AIM 1 |
In the entries below, repeat everything from the line containing "Reviewer note: verify one keypoint per instance of the blue sky." down to the end of the entries, keeping both ends.

PAGE EXCERPT |
◆ ◆ ◆ ◆ ◆ ◆ ◆
Interestingly, many analyses that rely on “blowback”—from the academese of Ward Churchill to the litany of US transgressions cited by Osama bin Laden—are, in fact, intentionalist in nature. That is, they attribute motive—or, to use more familiar language, intent—to the US actor, the upshot of which is that the “meaning” of US actions is tied to the author(s) of those actions. And though these interpretations of events are, in my opinion, poorly thought out and narrativized based on a great number of artificial memetic conjunctions, they at least rely on a set of coherent linguistic assertions—placing blame with US agency, and allowing that such blame is transferable to “innocent” targets by virtue of a connection to the perpetrators (in both cases, American citizens, by virtue of their having paid taxes that support the US war machine and its foreign policy, are indistinguishable, in effect, from the leaders who make the decisions).
More dangerous from a long-term structural view, however, are the kinds of “blowback” arguments that rely on accident rather than intent—on the consequences of actions whose motives, it is acknowledged, were not perfidious. That is, those historical analyses that yield blowback arguments—but which don’t claim any intent on the part of the actor upon which blowback is eventually visited—are, if they stray beyond the merely descriptive, based on an incoherent linguistic notion: namely, that the “meaning” of ones actions is determined by unforeseen and unintended consequences (which, theoretically, at least, can include just about anything, should the initial action be given enough drift).
In this way, to use a crude example, a butterfly flaps its wings in China, and half a world away, 150 people in the Florida Keys die from the hurricane those flapping wings “created”. From this chain of events, two narratives are potentially born, each with its own set of consequences: 1) the flapping of the wings was an aggressive act meant to bring about death and destruction (or, at the very least, unconcerned that it might bring about that destruction, knowing that it, in fact, could); or 2) the flapping of the wings—though it led, through a series of physical concurrences and accidents of probability (which, by definition, are unintentional acts), to the creation of a hurricane that killed 150 people in Florida, was incidental, and so not “responsible” in any way for those deaths, except by the drift of an act that had an immediate intention: to lift the butterfly up and carry it from one plant to the next.
◆ ◆ ◆ ◆ ◆ ◆ ◆
DATA RECORDS |
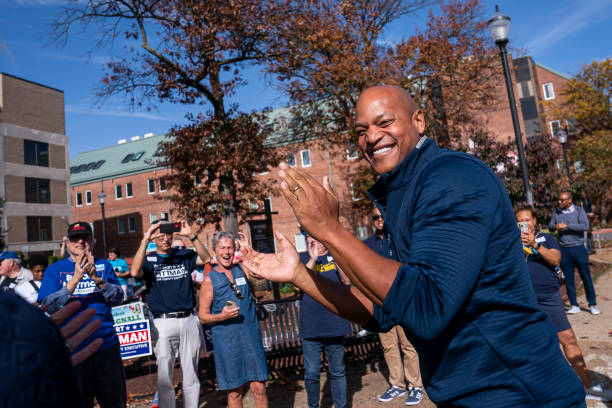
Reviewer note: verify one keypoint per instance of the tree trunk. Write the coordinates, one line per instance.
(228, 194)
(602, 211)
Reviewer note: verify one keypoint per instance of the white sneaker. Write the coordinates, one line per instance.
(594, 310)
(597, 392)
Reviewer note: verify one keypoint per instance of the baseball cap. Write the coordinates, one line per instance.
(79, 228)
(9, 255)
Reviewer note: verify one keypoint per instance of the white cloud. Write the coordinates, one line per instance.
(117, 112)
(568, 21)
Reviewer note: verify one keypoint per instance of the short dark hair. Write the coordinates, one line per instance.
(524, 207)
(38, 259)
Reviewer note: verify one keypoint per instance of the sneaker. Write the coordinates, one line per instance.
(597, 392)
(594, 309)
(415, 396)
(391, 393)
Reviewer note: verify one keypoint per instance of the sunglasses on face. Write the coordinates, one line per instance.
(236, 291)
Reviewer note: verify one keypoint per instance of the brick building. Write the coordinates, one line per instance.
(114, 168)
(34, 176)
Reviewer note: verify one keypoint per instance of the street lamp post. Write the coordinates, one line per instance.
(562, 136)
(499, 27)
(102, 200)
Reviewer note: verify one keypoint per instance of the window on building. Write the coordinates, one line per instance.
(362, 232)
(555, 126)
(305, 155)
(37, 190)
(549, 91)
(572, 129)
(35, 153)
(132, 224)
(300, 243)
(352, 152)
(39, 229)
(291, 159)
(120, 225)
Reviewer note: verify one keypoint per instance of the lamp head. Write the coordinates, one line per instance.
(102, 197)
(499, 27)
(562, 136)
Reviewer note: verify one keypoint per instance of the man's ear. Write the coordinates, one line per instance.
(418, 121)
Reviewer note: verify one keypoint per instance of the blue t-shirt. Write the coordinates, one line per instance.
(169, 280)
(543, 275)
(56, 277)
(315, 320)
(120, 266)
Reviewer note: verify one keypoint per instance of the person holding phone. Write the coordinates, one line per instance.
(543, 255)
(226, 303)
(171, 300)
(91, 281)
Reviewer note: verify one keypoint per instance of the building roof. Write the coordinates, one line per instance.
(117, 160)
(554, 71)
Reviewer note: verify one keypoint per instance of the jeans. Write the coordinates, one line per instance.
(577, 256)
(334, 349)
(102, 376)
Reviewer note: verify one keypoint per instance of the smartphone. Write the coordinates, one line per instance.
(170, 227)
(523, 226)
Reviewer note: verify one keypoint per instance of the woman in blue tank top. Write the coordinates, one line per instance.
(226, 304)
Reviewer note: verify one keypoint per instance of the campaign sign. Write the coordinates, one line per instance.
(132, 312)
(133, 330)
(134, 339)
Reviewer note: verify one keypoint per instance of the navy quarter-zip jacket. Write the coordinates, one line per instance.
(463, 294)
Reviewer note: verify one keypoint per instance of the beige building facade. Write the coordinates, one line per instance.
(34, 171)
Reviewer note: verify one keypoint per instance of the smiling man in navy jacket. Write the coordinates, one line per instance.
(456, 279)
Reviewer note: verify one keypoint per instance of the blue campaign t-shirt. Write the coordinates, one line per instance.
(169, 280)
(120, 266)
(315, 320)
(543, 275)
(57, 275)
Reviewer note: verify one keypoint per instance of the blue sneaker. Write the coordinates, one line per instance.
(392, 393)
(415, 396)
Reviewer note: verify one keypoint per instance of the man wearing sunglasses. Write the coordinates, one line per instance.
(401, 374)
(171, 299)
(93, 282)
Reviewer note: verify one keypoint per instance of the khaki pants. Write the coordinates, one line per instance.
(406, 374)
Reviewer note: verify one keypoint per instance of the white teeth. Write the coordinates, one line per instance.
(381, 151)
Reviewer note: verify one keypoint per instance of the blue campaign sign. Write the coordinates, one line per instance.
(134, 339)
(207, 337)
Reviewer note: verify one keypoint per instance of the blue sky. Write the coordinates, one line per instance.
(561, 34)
◆ ◆ ◆ ◆ ◆ ◆ ◆
AIM 2 |
From the passage on blowback arguments above, reproduce everything from "More dangerous from" down to "given enough drift)." word for word.

WRITTEN REPLY 1 |
Reviewer note: verify one keypoint per instance of the blue sky. Write the coordinates, one line per instance.
(561, 34)

WRITTEN REPLY 2 |
More dangerous from a long-term structural view, however, are the kinds of “blowback” arguments that rely on accident rather than intent—on the consequences of actions whose motives, it is acknowledged, were not perfidious. That is, those historical analyses that yield blowback arguments—but which don’t claim any intent on the part of the actor upon which blowback is eventually visited—are, if they stray beyond the merely descriptive, based on an incoherent linguistic notion: namely, that the “meaning” of ones actions is determined by unforeseen and unintended consequences (which, theoretically, at least, can include just about anything, should the initial action be given enough drift).